PROMPT
Report each line of the material below that contains the string "light", copying every such line in full. Matching is case-sensitive.

DATA SHOWN
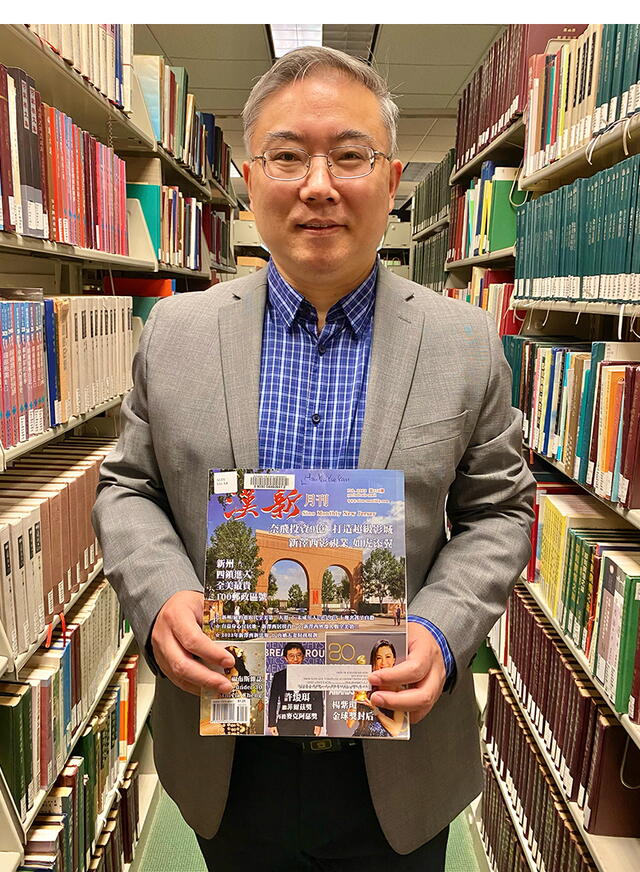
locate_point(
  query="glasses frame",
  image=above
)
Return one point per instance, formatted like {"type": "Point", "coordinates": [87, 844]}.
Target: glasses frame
{"type": "Point", "coordinates": [372, 160]}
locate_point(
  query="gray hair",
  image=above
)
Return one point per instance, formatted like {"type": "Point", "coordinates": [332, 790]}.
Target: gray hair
{"type": "Point", "coordinates": [297, 63]}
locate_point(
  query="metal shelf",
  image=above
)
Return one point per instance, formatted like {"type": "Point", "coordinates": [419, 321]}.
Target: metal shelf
{"type": "Point", "coordinates": [512, 137]}
{"type": "Point", "coordinates": [9, 454]}
{"type": "Point", "coordinates": [535, 590]}
{"type": "Point", "coordinates": [608, 852]}
{"type": "Point", "coordinates": [431, 229]}
{"type": "Point", "coordinates": [607, 151]}
{"type": "Point", "coordinates": [481, 260]}
{"type": "Point", "coordinates": [630, 515]}
{"type": "Point", "coordinates": [576, 307]}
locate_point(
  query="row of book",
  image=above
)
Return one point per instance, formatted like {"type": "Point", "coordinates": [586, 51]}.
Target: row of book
{"type": "Point", "coordinates": [483, 217]}
{"type": "Point", "coordinates": [43, 713]}
{"type": "Point", "coordinates": [101, 53]}
{"type": "Point", "coordinates": [48, 543]}
{"type": "Point", "coordinates": [56, 180]}
{"type": "Point", "coordinates": [580, 409]}
{"type": "Point", "coordinates": [498, 89]}
{"type": "Point", "coordinates": [501, 842]}
{"type": "Point", "coordinates": [582, 241]}
{"type": "Point", "coordinates": [58, 840]}
{"type": "Point", "coordinates": [589, 573]}
{"type": "Point", "coordinates": [216, 226]}
{"type": "Point", "coordinates": [553, 837]}
{"type": "Point", "coordinates": [428, 261]}
{"type": "Point", "coordinates": [192, 137]}
{"type": "Point", "coordinates": [575, 92]}
{"type": "Point", "coordinates": [59, 356]}
{"type": "Point", "coordinates": [431, 196]}
{"type": "Point", "coordinates": [593, 756]}
{"type": "Point", "coordinates": [491, 289]}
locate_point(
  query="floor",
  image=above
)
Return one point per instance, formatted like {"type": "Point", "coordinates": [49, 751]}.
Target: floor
{"type": "Point", "coordinates": [171, 845]}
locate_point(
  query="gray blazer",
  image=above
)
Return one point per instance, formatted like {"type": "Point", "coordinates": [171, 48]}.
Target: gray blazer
{"type": "Point", "coordinates": [438, 408]}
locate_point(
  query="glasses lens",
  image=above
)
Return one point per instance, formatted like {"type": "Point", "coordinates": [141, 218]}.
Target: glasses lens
{"type": "Point", "coordinates": [350, 160]}
{"type": "Point", "coordinates": [286, 163]}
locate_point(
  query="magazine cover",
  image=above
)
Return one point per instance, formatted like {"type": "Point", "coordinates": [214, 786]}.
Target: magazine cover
{"type": "Point", "coordinates": [305, 585]}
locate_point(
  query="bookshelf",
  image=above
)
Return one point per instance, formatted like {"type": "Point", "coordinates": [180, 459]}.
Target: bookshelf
{"type": "Point", "coordinates": [602, 152]}
{"type": "Point", "coordinates": [608, 852]}
{"type": "Point", "coordinates": [534, 589]}
{"type": "Point", "coordinates": [531, 863]}
{"type": "Point", "coordinates": [503, 255]}
{"type": "Point", "coordinates": [431, 229]}
{"type": "Point", "coordinates": [504, 146]}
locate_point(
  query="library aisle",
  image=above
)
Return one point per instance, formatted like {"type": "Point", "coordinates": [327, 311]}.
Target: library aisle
{"type": "Point", "coordinates": [171, 846]}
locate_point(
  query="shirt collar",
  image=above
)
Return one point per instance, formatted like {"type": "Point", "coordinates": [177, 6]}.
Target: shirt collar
{"type": "Point", "coordinates": [357, 305]}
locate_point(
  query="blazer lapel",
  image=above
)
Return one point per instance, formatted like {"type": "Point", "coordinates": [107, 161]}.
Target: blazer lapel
{"type": "Point", "coordinates": [240, 325]}
{"type": "Point", "coordinates": [397, 333]}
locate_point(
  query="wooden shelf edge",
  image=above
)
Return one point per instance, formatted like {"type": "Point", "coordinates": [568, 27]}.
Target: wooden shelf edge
{"type": "Point", "coordinates": [535, 590]}
{"type": "Point", "coordinates": [480, 260]}
{"type": "Point", "coordinates": [502, 140]}
{"type": "Point", "coordinates": [575, 165]}
{"type": "Point", "coordinates": [22, 659]}
{"type": "Point", "coordinates": [41, 795]}
{"type": "Point", "coordinates": [431, 229]}
{"type": "Point", "coordinates": [630, 515]}
{"type": "Point", "coordinates": [9, 454]}
{"type": "Point", "coordinates": [601, 848]}
{"type": "Point", "coordinates": [531, 863]}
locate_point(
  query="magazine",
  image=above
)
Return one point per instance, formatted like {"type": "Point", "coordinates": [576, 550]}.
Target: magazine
{"type": "Point", "coordinates": [305, 584]}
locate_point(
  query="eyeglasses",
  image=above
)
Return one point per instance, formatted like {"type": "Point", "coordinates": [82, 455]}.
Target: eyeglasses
{"type": "Point", "coordinates": [343, 162]}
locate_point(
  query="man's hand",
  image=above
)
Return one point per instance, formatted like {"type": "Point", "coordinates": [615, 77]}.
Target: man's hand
{"type": "Point", "coordinates": [178, 639]}
{"type": "Point", "coordinates": [423, 671]}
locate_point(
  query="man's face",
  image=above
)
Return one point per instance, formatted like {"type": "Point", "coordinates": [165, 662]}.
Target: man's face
{"type": "Point", "coordinates": [323, 110]}
{"type": "Point", "coordinates": [294, 655]}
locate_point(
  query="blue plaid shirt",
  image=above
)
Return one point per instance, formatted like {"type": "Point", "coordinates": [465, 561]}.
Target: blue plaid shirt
{"type": "Point", "coordinates": [313, 388]}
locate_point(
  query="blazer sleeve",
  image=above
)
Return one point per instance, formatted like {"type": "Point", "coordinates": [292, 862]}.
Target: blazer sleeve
{"type": "Point", "coordinates": [144, 557]}
{"type": "Point", "coordinates": [490, 509]}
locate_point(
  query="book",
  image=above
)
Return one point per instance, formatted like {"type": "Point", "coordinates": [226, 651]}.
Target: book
{"type": "Point", "coordinates": [303, 640]}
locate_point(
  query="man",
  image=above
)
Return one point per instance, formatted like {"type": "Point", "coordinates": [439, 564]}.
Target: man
{"type": "Point", "coordinates": [324, 359]}
{"type": "Point", "coordinates": [288, 710]}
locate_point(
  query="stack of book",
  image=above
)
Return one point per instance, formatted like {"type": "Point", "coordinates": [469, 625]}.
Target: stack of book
{"type": "Point", "coordinates": [584, 740]}
{"type": "Point", "coordinates": [60, 356]}
{"type": "Point", "coordinates": [217, 233]}
{"type": "Point", "coordinates": [582, 241]}
{"type": "Point", "coordinates": [483, 218]}
{"type": "Point", "coordinates": [40, 715]}
{"type": "Point", "coordinates": [498, 833]}
{"type": "Point", "coordinates": [101, 53]}
{"type": "Point", "coordinates": [431, 196]}
{"type": "Point", "coordinates": [589, 572]}
{"type": "Point", "coordinates": [552, 834]}
{"type": "Point", "coordinates": [56, 181]}
{"type": "Point", "coordinates": [590, 82]}
{"type": "Point", "coordinates": [181, 230]}
{"type": "Point", "coordinates": [46, 535]}
{"type": "Point", "coordinates": [491, 290]}
{"type": "Point", "coordinates": [192, 137]}
{"type": "Point", "coordinates": [65, 833]}
{"type": "Point", "coordinates": [498, 91]}
{"type": "Point", "coordinates": [428, 261]}
{"type": "Point", "coordinates": [581, 404]}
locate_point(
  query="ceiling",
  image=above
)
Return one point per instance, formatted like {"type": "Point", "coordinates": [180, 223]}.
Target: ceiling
{"type": "Point", "coordinates": [426, 66]}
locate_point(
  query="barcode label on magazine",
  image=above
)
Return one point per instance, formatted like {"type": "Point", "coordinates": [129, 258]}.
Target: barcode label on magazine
{"type": "Point", "coordinates": [231, 711]}
{"type": "Point", "coordinates": [262, 481]}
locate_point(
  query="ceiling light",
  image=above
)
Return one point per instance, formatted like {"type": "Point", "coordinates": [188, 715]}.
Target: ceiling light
{"type": "Point", "coordinates": [286, 37]}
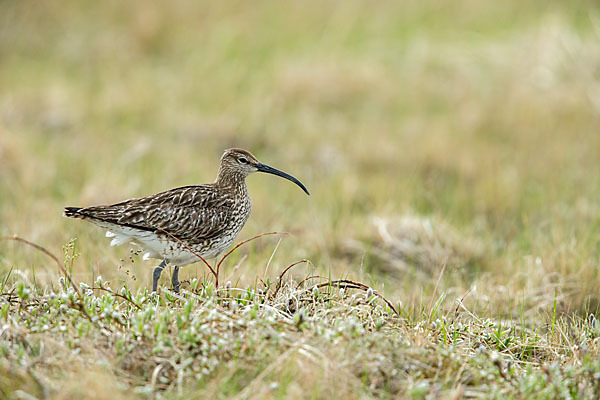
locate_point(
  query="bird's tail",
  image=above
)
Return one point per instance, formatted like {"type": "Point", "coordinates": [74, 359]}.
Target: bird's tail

ANSWER FOR THE TASK
  query="ceiling light",
Target: ceiling light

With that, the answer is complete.